TASK INSTRUCTIONS:
The entries below should be given again exactly, minus their pictures.

MATERIAL FOR THIS TASK:

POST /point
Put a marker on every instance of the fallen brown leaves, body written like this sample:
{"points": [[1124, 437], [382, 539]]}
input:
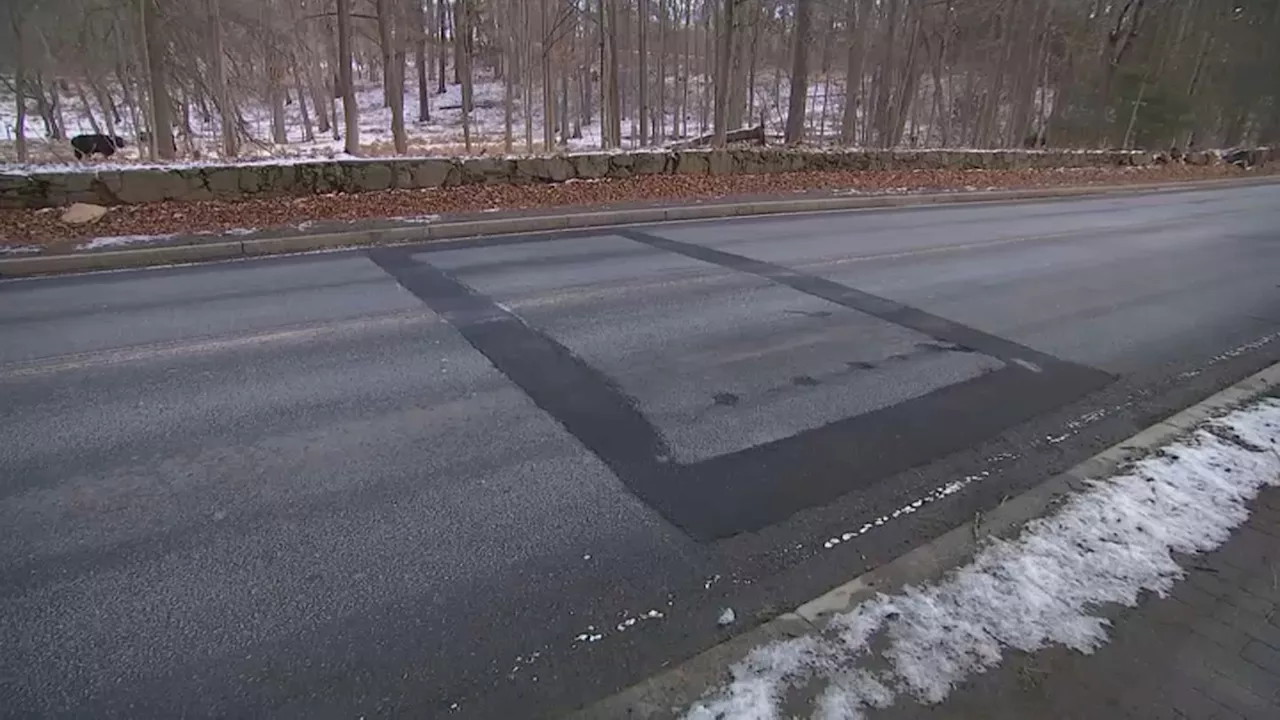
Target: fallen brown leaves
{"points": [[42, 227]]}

RESULT OF THE EXERCISE:
POST /point
Put a marker on every instance of the fallen brown leaves, body written like this sample:
{"points": [[1124, 437], [382, 539]]}
input:
Target: fallen brown leaves
{"points": [[42, 227]]}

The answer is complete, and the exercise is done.